Conroe not that much faster?

My sister just bought a Dell Inspiron. I was helping her pick it out (she has a 7900 Go for Oblivion now :)) and it looked like they are clearing out Core Duo processors. They had no options to select processors anymore on their machines, which is different from a few weeks ago. Probably have lots of stock of certain models.

They also have huge discounts right now.
 
I'm still waiting for a 14-15.4" HQ "business"* laptop with Core 2 Duo and either a 7600 or 1600 gpu. That's when I buy.

*business means avail with 3-year, 24/7 same business day US warranty and next biz day worldwide.

HP's 8430 is damned close but no Core 2.
 
Well I gotta hand it to Dell for the quality of this Inspiron 9300 I've been using since May '05. It has never had an issue. It works as well as it did at day 1. And I've had the thing overclocked (pin mod 400FSB Dothan @ 2.13), folding, gaming (overclocked 6800 Go), etc. It's had a hard life. I'm surprised I haven't friend the power brick. But, it's still going strong.

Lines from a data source
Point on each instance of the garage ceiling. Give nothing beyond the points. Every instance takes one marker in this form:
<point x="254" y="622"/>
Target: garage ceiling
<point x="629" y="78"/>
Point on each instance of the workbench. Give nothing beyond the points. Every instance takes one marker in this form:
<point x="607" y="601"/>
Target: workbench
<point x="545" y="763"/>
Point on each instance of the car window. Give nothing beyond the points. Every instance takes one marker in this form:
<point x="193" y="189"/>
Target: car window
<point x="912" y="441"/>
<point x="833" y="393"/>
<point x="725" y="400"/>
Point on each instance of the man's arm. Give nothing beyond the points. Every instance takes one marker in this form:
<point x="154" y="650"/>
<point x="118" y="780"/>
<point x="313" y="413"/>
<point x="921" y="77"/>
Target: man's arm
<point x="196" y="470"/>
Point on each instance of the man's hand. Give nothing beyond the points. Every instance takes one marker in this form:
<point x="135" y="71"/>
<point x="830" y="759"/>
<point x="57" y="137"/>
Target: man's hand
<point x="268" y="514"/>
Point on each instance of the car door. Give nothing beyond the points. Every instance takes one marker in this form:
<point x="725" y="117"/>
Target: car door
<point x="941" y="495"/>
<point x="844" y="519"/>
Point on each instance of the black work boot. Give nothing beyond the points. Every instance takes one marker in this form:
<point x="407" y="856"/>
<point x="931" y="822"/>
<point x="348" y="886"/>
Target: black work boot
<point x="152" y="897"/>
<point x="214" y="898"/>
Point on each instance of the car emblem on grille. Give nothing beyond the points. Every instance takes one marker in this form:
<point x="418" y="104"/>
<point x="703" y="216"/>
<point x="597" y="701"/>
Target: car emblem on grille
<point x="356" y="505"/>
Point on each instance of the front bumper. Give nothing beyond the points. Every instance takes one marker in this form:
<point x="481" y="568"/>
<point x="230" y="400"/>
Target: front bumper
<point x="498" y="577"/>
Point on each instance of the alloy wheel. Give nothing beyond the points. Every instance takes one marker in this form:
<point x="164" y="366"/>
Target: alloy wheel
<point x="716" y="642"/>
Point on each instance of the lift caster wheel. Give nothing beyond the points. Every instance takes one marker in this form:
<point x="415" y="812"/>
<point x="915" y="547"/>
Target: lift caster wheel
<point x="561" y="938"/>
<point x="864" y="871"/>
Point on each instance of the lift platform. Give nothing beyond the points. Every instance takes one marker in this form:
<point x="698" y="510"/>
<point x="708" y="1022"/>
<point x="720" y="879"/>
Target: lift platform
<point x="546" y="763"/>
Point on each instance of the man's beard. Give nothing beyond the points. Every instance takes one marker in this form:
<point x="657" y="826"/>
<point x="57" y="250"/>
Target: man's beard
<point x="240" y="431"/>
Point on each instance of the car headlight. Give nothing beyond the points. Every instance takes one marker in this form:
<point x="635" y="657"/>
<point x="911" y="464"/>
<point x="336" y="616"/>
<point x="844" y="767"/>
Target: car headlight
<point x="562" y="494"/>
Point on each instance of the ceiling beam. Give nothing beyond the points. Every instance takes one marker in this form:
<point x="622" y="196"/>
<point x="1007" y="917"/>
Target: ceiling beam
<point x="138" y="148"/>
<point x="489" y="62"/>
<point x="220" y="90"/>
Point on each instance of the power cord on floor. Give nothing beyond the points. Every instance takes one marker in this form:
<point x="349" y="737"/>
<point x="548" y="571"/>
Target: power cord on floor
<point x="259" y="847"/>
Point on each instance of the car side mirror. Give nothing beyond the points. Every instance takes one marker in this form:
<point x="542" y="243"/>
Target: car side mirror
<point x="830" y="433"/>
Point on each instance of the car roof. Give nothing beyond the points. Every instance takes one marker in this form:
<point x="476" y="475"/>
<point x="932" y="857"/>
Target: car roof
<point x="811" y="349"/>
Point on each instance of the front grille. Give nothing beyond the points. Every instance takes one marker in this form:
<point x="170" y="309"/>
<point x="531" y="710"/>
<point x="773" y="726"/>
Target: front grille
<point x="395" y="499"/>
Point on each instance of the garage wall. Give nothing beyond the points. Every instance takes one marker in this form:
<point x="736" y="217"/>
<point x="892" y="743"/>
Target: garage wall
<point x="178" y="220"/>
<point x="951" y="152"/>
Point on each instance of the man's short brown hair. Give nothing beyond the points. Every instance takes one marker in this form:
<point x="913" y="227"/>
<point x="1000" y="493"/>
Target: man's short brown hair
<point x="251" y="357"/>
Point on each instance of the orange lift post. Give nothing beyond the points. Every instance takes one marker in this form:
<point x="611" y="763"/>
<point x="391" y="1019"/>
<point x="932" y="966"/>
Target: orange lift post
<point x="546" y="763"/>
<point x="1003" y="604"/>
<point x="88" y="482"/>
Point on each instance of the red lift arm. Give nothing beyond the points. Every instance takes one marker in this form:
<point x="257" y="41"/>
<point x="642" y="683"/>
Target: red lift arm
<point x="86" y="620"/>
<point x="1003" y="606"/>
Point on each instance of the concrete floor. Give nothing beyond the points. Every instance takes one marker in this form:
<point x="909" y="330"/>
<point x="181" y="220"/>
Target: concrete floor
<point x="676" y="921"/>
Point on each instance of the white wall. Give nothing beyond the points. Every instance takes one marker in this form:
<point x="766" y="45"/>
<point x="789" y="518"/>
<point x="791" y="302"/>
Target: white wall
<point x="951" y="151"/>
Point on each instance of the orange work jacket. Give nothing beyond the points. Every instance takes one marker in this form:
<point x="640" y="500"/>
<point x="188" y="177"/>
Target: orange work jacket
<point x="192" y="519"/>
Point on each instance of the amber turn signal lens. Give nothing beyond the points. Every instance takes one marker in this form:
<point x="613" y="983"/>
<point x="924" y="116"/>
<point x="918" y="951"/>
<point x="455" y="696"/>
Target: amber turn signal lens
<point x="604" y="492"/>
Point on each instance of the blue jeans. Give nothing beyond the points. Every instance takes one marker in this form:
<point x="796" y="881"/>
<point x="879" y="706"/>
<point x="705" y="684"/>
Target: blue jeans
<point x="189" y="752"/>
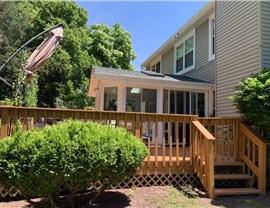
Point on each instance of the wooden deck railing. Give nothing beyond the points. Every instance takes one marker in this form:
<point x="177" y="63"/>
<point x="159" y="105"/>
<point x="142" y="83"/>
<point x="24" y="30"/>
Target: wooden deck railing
<point x="253" y="154"/>
<point x="167" y="136"/>
<point x="226" y="132"/>
<point x="203" y="156"/>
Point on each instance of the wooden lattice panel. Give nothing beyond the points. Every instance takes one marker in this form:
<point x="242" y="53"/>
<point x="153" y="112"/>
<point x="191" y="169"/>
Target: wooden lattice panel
<point x="176" y="179"/>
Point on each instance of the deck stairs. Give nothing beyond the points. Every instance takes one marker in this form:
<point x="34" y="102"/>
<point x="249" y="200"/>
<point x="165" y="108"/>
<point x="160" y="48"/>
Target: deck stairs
<point x="231" y="179"/>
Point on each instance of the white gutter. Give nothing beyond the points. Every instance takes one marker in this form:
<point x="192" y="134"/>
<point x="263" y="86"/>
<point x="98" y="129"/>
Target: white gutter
<point x="154" y="83"/>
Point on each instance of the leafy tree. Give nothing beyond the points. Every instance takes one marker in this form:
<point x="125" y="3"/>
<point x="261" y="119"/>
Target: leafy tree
<point x="252" y="99"/>
<point x="64" y="79"/>
<point x="111" y="47"/>
<point x="13" y="29"/>
<point x="71" y="60"/>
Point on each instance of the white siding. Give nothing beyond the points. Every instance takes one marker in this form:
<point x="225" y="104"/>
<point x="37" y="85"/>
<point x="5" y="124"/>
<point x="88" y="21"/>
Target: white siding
<point x="167" y="62"/>
<point x="237" y="49"/>
<point x="265" y="33"/>
<point x="204" y="69"/>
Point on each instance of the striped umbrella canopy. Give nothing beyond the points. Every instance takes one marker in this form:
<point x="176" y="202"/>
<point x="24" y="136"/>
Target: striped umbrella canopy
<point x="43" y="53"/>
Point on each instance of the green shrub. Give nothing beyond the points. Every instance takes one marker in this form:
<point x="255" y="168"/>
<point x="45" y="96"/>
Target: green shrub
<point x="252" y="99"/>
<point x="69" y="156"/>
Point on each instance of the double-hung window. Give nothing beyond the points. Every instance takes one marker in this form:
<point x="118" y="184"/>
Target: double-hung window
<point x="184" y="54"/>
<point x="212" y="31"/>
<point x="156" y="67"/>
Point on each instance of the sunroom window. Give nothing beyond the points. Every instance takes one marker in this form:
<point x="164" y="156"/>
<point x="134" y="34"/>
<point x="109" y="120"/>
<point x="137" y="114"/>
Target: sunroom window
<point x="156" y="67"/>
<point x="184" y="55"/>
<point x="189" y="52"/>
<point x="179" y="58"/>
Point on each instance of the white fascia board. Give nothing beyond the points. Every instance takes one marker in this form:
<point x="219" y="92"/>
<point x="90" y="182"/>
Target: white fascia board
<point x="152" y="83"/>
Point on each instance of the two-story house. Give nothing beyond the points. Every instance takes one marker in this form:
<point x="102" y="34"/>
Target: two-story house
<point x="197" y="68"/>
<point x="223" y="43"/>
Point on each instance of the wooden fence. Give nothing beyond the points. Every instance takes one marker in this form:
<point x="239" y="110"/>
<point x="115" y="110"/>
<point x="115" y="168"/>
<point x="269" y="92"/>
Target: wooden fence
<point x="167" y="136"/>
<point x="203" y="156"/>
<point x="253" y="154"/>
<point x="226" y="133"/>
<point x="176" y="143"/>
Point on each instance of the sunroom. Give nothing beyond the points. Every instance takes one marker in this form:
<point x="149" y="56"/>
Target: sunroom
<point x="151" y="92"/>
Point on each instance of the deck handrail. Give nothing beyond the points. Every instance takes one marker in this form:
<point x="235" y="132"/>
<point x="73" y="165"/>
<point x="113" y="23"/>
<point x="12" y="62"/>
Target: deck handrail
<point x="253" y="154"/>
<point x="226" y="132"/>
<point x="203" y="156"/>
<point x="162" y="133"/>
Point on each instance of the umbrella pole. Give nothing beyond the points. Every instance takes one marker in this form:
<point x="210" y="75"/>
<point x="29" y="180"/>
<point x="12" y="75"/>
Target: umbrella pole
<point x="22" y="47"/>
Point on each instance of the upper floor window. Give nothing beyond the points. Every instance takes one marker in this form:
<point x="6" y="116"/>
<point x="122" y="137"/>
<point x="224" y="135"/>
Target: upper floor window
<point x="212" y="33"/>
<point x="185" y="54"/>
<point x="156" y="67"/>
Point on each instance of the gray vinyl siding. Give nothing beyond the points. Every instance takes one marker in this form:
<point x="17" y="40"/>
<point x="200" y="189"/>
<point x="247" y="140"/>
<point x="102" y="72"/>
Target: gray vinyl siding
<point x="167" y="62"/>
<point x="237" y="49"/>
<point x="204" y="69"/>
<point x="265" y="33"/>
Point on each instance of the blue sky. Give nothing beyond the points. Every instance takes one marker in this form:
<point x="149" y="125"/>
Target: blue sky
<point x="150" y="23"/>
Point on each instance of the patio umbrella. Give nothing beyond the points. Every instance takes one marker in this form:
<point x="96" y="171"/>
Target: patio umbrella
<point x="43" y="53"/>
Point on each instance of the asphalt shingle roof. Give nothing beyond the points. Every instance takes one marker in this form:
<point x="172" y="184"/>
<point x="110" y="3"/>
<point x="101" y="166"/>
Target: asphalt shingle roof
<point x="144" y="74"/>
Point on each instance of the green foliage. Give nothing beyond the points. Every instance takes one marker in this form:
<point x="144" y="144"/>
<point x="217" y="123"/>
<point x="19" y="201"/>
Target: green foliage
<point x="13" y="33"/>
<point x="252" y="99"/>
<point x="65" y="76"/>
<point x="112" y="47"/>
<point x="68" y="156"/>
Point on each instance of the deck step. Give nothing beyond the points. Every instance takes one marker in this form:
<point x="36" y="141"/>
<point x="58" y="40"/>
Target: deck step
<point x="228" y="163"/>
<point x="232" y="176"/>
<point x="236" y="191"/>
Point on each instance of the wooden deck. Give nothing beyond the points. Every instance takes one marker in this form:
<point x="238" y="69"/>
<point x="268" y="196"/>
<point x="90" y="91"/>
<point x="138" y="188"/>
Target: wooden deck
<point x="179" y="145"/>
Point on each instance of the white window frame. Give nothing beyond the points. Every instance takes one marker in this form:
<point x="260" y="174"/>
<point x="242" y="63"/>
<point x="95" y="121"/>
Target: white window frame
<point x="154" y="63"/>
<point x="182" y="41"/>
<point x="210" y="39"/>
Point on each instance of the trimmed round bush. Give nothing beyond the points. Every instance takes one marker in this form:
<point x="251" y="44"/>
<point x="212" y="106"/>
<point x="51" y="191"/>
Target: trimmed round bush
<point x="69" y="156"/>
<point x="252" y="99"/>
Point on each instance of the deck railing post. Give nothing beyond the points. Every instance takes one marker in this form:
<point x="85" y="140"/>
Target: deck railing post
<point x="4" y="123"/>
<point x="210" y="168"/>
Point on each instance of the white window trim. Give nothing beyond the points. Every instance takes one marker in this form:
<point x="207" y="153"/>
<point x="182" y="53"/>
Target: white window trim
<point x="182" y="41"/>
<point x="159" y="59"/>
<point x="210" y="42"/>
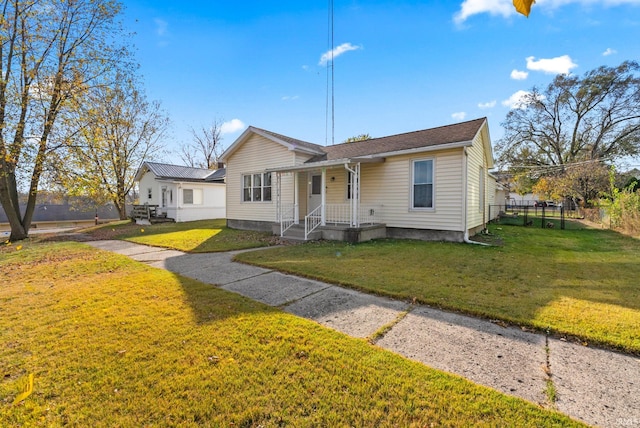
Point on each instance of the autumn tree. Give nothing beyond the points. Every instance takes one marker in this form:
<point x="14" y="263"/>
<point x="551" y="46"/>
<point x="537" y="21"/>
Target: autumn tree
<point x="576" y="119"/>
<point x="360" y="137"/>
<point x="117" y="129"/>
<point x="50" y="52"/>
<point x="206" y="147"/>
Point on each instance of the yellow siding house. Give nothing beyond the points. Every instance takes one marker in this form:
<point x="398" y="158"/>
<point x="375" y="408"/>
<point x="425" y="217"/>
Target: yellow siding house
<point x="432" y="184"/>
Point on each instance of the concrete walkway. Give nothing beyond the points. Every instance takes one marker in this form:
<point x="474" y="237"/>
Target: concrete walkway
<point x="598" y="387"/>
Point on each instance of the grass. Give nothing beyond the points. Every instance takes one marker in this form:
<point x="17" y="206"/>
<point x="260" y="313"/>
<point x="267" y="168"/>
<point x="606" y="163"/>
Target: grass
<point x="112" y="342"/>
<point x="581" y="283"/>
<point x="203" y="236"/>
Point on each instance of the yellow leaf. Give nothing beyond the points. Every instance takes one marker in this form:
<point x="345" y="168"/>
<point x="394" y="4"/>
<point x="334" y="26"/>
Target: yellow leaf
<point x="523" y="6"/>
<point x="26" y="390"/>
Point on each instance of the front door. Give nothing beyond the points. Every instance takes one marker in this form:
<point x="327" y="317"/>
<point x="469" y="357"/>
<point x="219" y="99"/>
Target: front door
<point x="315" y="192"/>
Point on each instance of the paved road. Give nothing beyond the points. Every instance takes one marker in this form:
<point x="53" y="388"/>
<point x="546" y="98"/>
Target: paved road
<point x="598" y="387"/>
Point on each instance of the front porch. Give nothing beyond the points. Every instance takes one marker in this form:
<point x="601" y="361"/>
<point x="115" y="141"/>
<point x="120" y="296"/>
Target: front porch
<point x="306" y="208"/>
<point x="335" y="228"/>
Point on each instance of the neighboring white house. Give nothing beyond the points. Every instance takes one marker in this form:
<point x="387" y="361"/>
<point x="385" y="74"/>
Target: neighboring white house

**PROBLEM 1**.
In the laptop forum thread, which HP model is called "damned close" but lacking Core 2?
**PROBLEM 2**.
Set down the part of the laptop forum thread that opens with the words containing "My sister just" and closes with "of certain models.".
**PROBLEM 3**.
Take the laptop forum thread further from the point where it stops.

**TASK ANSWER 1**.
The HP 8430.

**TASK ANSWER 2**.
My sister just bought a Dell Inspiron. I was helping her pick it out (she has a 7900 Go for Oblivion now :)) and it looked like they are clearing out Core Duo processors. They had no options to select processors anymore on their machines, which is different from a few weeks ago. Probably have lots of stock of certain models.

**TASK ANSWER 3**.
I like to compare it to my previous machine, an eMachines 6805 Athlon 64. That thing's screen came loose and backlight flickered insanely (very common prob with that machine). And, from what I've heard from people who've tried RMA'ing the things, they come back still busted most of the time. Those are Arima-built machines, so I'll watch out for those in the future.
 
I just want prices to fall a great deal. I wanted a dual core AMD chip for awhile, but by now it is to late since they moved to AM2 socket, mayhaps I will end up with an intel chip as well. It would be the first since my celeron 533mhz (it was one of those that went from 66mhz-->100mhz FSB easily). Anyway I look forward to price cuts CPUs were getting mighty expensive againt there for awhile.
 
phenix said:
Intel is very clever. Now their Core Duo's will be selling like hot cakes alonside with Core 2 Duo's.
There's been a lot of talk about conroe shortages and the like... so has that been substaniated?
The first conroe to show up caries a 300 doller premium over it's MSRP, wonder if that's anything more than just newegg price gouging new products?
 
Maintank said:
I dont know, Anands showed pretty impressive results at resolution of 1600X1200

/shrug
Which is because they used crossfire setup, while most reviews used single card. When using CF, of course the CPU counts up more even on higher resolutions when the cards limitations aren't met that fast.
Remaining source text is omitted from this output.